**Text section:**
Meanwhile, Cllr Dermot Smith (Hart District Council, Independent, Hook) said that he was "not shocked but disappointed".

"It is not a victimless crime. Most often, it is those living in rural locations that have to pick up the bill.

"In April we were told that the fly tipping incidents were running high [in Hart], but not significantly and the contents were smaller.

"That fits with the tips being closed.

"Really, the [HCC] had no choice but to close with government restrictions. They are open now and although there are very long waits they are very well-run.

"Fly tipping is illegal, it is anti-social. If you can't dispose of the stuff don't organise the clearance.

"You have to hold onto that until you can get rid of it."

It has been anecdotally said that fly-tipping had increased whilst tips were closed due to coronavirus restrictions, although this is the first data that shows this.

BDBC's Cabinet Member for Environment and Enforcement Cllr Hayley Eachus said: “Fly-tipping is a blight on our borough and it’s heartening to see that most residents agree and continue to dispose of their waste properly.

"The number of reported fly-tipping incidents remains virtually the same when compared to the same period last year [in Basingstoke and Deane]. This is despite measures put in place during the COVID-19 outbreak to help protect residents and staff, including moving to alternate weekly waste collections and the temporary closure of the Household Waste Recycling Centre at Wade Road by the county council.

“I would like to again thank the vast majority of our residents for their understanding during this difficult time and for their efforts to recycle more and store dry waste at home, rather than fly-tipping. In doing so, they have played a key part in allowing our stretched resources to focus on providing essential help to the most vulnerable people in our borough during the COVID-19 outbreak.

“However while the recent number of fly-tipping incidents is similar to the same time last year, any fly-tipping remains entirely unacceptable and we will take action against those responsible. Whether it is on public or private land, I would encourage anyone with any information about an incident to contact us directly either online at or by phoning 01256 844844.”

Meanwhile, a spokesperson for Hart District Council said: "Hart District Council takes the issue of fly-tipping extremely seriously and will look to prosecute anyone identified as doing so. It is a criminal offence with a maximum penalty of £50,000.

"Fly-tipping involving the use of a vehicle may also have serious consequences to the vehicle owner as the courts can order its seizure.

"We spend considerable amounts of time and money removing fly-tipped rubbish from country lanes, waste ground and even alongside other people’s houses. We urge residents to call our Contact Centre on 01252 622122 if they believe someone is fly-tipping, giving details of the incident, and, if possible, a vehicle registration number. Alternatively they can report it online through fixmystreet at

"The Council can only remove dumped rubbish from public land. Rubbish dumped on private land is the responsibility of the landowner."

**Prompt 1:**
Could you update the fly-tipping text, starting with "Meanwhile, Cllr Dermot" and going on through "organise the clearance.", with "tips" swapped for "recycling centers"?
**Prompt 2:**
Can you turn the fly-tipping text's paragraph beginning "The number of reported fly-tipping incidents remains" into a short list that keeps its main facts?

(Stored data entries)
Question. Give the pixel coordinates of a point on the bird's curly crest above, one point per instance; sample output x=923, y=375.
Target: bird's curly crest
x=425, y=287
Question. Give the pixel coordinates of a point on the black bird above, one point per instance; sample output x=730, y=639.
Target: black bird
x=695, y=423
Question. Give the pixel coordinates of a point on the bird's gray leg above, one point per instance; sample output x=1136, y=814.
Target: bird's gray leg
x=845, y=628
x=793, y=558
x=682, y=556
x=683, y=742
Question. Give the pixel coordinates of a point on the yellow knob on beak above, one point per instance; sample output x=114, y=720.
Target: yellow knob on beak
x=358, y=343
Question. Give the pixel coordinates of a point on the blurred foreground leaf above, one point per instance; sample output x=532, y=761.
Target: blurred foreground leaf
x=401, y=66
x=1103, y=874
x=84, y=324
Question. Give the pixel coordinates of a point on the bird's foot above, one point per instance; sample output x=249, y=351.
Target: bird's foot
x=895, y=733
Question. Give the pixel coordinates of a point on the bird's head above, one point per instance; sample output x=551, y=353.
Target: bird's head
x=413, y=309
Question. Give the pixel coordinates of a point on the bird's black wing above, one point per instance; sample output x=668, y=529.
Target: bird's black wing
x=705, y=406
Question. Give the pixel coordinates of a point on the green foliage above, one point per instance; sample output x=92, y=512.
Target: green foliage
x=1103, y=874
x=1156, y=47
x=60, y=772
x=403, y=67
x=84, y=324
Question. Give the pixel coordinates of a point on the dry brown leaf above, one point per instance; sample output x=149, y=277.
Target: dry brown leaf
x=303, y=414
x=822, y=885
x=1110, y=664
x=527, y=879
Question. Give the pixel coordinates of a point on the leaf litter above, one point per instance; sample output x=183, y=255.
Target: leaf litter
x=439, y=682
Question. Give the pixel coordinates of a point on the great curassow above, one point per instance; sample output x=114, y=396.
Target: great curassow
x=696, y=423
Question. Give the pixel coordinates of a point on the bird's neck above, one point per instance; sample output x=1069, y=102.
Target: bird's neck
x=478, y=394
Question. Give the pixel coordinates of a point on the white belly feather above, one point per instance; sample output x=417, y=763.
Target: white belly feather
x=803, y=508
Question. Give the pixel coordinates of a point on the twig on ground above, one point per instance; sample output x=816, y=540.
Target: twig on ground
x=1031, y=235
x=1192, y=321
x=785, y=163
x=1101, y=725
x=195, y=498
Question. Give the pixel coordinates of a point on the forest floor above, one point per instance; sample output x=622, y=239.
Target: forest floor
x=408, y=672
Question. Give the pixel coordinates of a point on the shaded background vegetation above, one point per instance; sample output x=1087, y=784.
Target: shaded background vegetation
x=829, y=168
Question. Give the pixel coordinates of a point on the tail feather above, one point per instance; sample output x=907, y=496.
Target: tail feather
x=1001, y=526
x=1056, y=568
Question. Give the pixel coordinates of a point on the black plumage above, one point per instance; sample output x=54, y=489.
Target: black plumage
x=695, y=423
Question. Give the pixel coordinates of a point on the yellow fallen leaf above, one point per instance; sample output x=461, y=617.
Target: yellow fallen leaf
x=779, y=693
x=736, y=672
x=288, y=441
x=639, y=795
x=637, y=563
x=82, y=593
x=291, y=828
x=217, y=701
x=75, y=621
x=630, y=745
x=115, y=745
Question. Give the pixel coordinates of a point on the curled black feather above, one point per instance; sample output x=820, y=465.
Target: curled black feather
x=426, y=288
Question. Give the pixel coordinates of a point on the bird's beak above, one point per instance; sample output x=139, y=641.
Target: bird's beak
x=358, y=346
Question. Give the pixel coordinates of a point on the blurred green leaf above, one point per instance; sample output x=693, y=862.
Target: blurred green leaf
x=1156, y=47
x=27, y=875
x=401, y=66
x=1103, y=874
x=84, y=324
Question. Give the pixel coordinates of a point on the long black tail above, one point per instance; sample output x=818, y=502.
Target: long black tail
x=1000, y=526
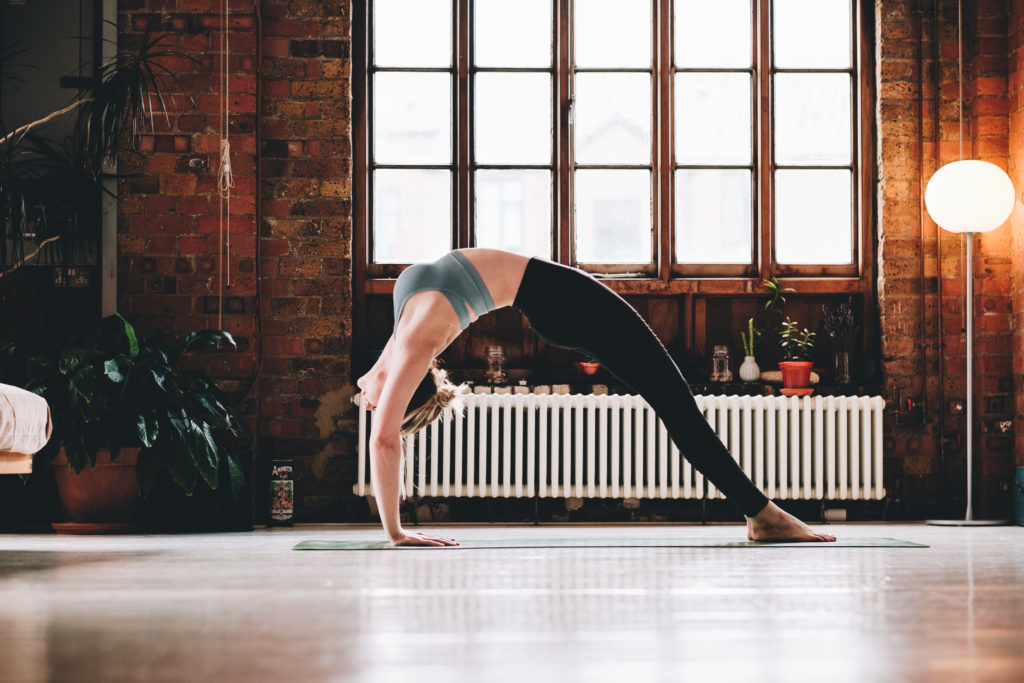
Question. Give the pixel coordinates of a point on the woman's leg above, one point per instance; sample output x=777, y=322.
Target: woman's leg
x=571, y=309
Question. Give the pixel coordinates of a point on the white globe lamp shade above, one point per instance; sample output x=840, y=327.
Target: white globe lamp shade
x=970, y=196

**Exercise response 1:**
Meanwhile, Cllr Dermot Smith (Hart District Council, Independent, Hook) said that he was "not shocked but disappointed".

"It is not a victimless crime. Most often, it is those living in rural locations that have to pick up the bill.

"In April we were told that the fly tipping incidents were running high [in Hart], but not significantly and the contents were smaller.

"That fits with the recycling centers being closed.

"Really, the [HCC] had no choice but to close with government restrictions. They are open now and although there are very long waits they are very well-run.

"Fly tipping is illegal, it is anti-social. If you can't dispose of the stuff don't organise the clearance.

**Exercise response 2:**
- Reported fly-tipping incidents in Basingstoke and Deane are virtually the same as in the same period last year.
- This is despite measures taken during the COVID-19 outbreak to help protect residents and staff.
- Those measures included moving to alternate weekly waste collections.
- They also included the county council's temporary closure of the Household Waste Recycling Centre at Wade Road.